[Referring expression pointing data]

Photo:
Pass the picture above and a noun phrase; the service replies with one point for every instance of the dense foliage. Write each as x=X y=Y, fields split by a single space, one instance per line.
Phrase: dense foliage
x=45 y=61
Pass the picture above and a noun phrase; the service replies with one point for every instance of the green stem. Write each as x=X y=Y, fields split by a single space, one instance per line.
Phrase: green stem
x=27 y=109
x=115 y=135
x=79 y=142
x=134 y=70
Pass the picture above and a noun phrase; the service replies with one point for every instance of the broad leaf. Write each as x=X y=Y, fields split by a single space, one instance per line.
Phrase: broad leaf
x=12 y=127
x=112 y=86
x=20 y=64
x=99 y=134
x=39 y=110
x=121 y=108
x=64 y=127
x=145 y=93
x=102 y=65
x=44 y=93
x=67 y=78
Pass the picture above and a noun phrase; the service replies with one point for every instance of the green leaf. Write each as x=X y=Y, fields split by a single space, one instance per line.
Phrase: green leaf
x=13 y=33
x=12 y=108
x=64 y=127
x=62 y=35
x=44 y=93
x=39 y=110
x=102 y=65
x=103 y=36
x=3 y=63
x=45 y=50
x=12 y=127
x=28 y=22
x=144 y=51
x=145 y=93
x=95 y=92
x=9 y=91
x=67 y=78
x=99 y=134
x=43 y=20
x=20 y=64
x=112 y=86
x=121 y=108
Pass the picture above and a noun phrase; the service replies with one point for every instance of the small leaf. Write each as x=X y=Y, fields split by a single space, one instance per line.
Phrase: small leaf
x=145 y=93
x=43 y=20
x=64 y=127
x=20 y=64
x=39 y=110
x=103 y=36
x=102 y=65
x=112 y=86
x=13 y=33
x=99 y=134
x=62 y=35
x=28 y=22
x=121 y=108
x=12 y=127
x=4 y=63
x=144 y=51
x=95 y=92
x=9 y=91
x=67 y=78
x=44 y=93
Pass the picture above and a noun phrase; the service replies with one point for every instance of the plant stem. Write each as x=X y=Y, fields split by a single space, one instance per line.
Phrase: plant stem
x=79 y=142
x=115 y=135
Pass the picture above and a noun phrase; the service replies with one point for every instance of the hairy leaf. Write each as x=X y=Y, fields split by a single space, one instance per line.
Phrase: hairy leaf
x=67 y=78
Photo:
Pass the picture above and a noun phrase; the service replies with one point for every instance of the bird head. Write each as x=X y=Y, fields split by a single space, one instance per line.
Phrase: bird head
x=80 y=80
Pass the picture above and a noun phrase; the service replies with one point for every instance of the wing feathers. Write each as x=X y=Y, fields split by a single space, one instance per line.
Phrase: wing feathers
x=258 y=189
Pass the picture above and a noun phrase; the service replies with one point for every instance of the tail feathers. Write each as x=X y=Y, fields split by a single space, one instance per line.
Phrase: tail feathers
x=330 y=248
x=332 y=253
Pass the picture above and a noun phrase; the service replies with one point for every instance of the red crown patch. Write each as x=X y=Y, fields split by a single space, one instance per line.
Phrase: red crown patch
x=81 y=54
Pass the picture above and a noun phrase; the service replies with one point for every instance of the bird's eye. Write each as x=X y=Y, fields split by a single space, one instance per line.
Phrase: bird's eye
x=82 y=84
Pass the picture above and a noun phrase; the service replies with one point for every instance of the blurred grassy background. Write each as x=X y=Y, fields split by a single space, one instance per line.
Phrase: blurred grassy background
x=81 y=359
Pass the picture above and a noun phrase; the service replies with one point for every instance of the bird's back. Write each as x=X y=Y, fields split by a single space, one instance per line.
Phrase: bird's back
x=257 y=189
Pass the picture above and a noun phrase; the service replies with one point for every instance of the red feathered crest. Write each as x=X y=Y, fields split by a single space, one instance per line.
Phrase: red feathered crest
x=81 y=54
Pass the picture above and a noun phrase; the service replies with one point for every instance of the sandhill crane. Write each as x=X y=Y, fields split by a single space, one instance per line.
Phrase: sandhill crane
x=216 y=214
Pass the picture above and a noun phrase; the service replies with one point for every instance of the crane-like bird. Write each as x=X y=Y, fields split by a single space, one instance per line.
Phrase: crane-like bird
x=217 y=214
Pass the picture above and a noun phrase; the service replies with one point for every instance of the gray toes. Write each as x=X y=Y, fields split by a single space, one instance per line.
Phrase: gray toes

**ASSIGNED TASK:** Copy every line of the records above that contains "toes".

**ANSWER TO THE EXERCISE:**
Pass the picture above and a noun phrase; the service replies with one point for every instance of the gray toes. Write each as x=X y=Y, fields split by a single space, one instance per line.
Phrase: gray toes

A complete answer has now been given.